The input:
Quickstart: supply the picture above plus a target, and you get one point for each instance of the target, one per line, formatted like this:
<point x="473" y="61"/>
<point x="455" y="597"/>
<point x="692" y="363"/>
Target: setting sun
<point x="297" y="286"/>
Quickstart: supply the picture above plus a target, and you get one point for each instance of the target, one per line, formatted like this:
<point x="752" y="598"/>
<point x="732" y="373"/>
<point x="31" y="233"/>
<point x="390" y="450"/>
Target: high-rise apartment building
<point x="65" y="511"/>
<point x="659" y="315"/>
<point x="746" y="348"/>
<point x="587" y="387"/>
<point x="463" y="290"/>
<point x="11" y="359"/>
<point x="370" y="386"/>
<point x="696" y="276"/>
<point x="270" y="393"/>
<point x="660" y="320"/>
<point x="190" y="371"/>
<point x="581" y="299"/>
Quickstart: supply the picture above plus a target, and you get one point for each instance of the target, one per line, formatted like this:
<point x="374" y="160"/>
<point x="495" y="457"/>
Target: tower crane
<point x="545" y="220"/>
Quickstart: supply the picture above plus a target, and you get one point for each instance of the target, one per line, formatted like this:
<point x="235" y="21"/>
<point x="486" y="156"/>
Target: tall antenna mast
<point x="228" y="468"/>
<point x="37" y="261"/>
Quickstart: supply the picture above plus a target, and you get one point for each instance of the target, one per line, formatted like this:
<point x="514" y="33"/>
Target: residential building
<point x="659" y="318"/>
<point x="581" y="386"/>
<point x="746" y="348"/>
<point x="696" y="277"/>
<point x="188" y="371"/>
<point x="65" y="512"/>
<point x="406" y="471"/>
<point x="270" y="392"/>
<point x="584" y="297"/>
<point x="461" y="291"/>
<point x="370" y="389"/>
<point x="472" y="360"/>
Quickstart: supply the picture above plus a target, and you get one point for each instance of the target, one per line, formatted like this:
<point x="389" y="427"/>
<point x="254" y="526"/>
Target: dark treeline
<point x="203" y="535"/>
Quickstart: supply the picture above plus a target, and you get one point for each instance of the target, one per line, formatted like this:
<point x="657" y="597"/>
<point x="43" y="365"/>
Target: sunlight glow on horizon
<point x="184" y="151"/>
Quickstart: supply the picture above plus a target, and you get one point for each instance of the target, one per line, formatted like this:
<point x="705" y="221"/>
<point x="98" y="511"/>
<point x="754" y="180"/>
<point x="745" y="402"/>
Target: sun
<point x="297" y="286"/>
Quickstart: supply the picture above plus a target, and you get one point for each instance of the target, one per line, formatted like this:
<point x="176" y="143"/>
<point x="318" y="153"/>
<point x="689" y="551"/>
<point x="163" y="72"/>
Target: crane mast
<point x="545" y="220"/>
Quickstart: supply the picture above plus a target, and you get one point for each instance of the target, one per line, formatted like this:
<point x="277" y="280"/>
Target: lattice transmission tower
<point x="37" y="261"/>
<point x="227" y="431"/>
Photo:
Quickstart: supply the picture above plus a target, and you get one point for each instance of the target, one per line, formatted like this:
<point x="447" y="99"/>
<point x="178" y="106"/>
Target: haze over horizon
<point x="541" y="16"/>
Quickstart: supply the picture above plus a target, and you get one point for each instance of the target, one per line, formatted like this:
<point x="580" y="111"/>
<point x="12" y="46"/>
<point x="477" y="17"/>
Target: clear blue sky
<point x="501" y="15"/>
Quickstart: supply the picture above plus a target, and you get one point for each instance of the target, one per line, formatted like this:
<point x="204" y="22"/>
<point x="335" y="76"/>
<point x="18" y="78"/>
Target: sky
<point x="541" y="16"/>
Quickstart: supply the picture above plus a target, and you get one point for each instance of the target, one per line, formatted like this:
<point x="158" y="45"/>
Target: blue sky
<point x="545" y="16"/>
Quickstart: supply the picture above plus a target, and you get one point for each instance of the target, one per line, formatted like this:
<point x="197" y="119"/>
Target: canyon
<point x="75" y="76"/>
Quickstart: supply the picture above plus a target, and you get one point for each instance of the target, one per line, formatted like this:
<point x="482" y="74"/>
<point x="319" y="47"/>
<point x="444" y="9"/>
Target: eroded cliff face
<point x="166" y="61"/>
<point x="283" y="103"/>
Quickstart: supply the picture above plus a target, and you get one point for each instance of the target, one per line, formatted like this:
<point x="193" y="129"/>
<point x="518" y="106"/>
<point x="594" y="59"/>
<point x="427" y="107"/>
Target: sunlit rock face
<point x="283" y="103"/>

Problem statement: Transcribe every record above word for word.

Exercise answer:
Quickstart: supply the picture above plus a target, and you get one point for each instance of the target, one per line, formatted like this:
<point x="473" y="61"/>
<point x="455" y="597"/>
<point x="692" y="363"/>
Target: setting sun
<point x="297" y="286"/>
Quickstart: supply the picture above plus a target, and you get one point for each instance of the target, one per line, formatted like this:
<point x="752" y="598"/>
<point x="732" y="373"/>
<point x="31" y="233"/>
<point x="390" y="450"/>
Target: high-rise apartment building
<point x="65" y="511"/>
<point x="659" y="315"/>
<point x="746" y="348"/>
<point x="587" y="387"/>
<point x="463" y="290"/>
<point x="11" y="359"/>
<point x="370" y="386"/>
<point x="696" y="276"/>
<point x="270" y="393"/>
<point x="660" y="320"/>
<point x="190" y="371"/>
<point x="581" y="299"/>
Quickstart: supply the picture above plus a target, and you get one point for each instance of the target, one per line, formatted like this:
<point x="374" y="160"/>
<point x="495" y="457"/>
Target: tower crane
<point x="545" y="220"/>
Quickstart: supply the picture above plus a target, and you get one point for each instance of the target, one per line, formatted like this:
<point x="235" y="21"/>
<point x="486" y="156"/>
Target: tall antenna mast
<point x="228" y="468"/>
<point x="37" y="261"/>
Quickstart: supply the picture above plus a target, and you get one point for each instance of the target, one per line, formatted like this:
<point x="514" y="33"/>
Target: residential building
<point x="659" y="318"/>
<point x="581" y="386"/>
<point x="746" y="348"/>
<point x="696" y="277"/>
<point x="188" y="371"/>
<point x="65" y="512"/>
<point x="406" y="471"/>
<point x="270" y="392"/>
<point x="584" y="297"/>
<point x="461" y="291"/>
<point x="370" y="389"/>
<point x="472" y="360"/>
Quickstart: supply the picture above plus a target, and you get one point for each instance of the target, one per line, formatted like this:
<point x="389" y="427"/>
<point x="254" y="526"/>
Target: dark treeline
<point x="203" y="535"/>
Quickstart: supply the picture above plus a target, and you get one point for each instance of the target, one per line, formatted like this:
<point x="657" y="597"/>
<point x="43" y="365"/>
Target: sunlight glow on horizon
<point x="184" y="151"/>
Quickstart: supply the picture above plus a target, and you get one point for each instance of the target, one per line, formatted like this:
<point x="705" y="221"/>
<point x="98" y="511"/>
<point x="754" y="180"/>
<point x="745" y="402"/>
Target: sun
<point x="297" y="286"/>
Quickstart: supply the picture above plus a target, and you get one point for each instance of the target, one per line, formatted like this:
<point x="176" y="143"/>
<point x="318" y="153"/>
<point x="689" y="551"/>
<point x="163" y="72"/>
Target: crane mast
<point x="545" y="220"/>
Quickstart: supply the picture above plus a target, and you get one point for each instance of the target, one per line, formatted like this:
<point x="277" y="280"/>
Target: lattice transmission tower
<point x="37" y="261"/>
<point x="227" y="431"/>
Photo:
Quickstart: supply the picture above plus a target, and you get one point for each instance of the target, one per line, formatted like this:
<point x="447" y="99"/>
<point x="178" y="106"/>
Target: haze over horizon
<point x="541" y="16"/>
Quickstart: supply the picture above plus a target, and you get one point for each instance of the target, one per line, formatted like this:
<point x="580" y="111"/>
<point x="12" y="46"/>
<point x="477" y="17"/>
Target: clear blue sky
<point x="501" y="15"/>
Quickstart: supply the picture above plus a target, and you get one point for each instance of the target, one per line, formatted like this:
<point x="204" y="22"/>
<point x="335" y="76"/>
<point x="18" y="78"/>
Target: sky
<point x="541" y="16"/>
Quickstart: supply the picture above plus a target, and you get one point for each instance of the target, one per line, formatted like this:
<point x="158" y="45"/>
Target: blue sky
<point x="545" y="16"/>
Quickstart: supply the picture above plus a target, and you get one point for each instance of the target, one per line, formatted like this:
<point x="197" y="119"/>
Target: canyon
<point x="75" y="76"/>
Quickstart: supply the picture above plus a target, and you get one point for each instance of the target, one per line, formatted like this:
<point x="482" y="74"/>
<point x="319" y="47"/>
<point x="444" y="9"/>
Target: eroded cliff face
<point x="166" y="61"/>
<point x="283" y="103"/>
Quickstart: supply the picture above plus a target, and you get one point for each instance of the target, one per line, formatted like this:
<point x="193" y="129"/>
<point x="518" y="106"/>
<point x="594" y="59"/>
<point x="427" y="107"/>
Target: sunlit rock face
<point x="283" y="103"/>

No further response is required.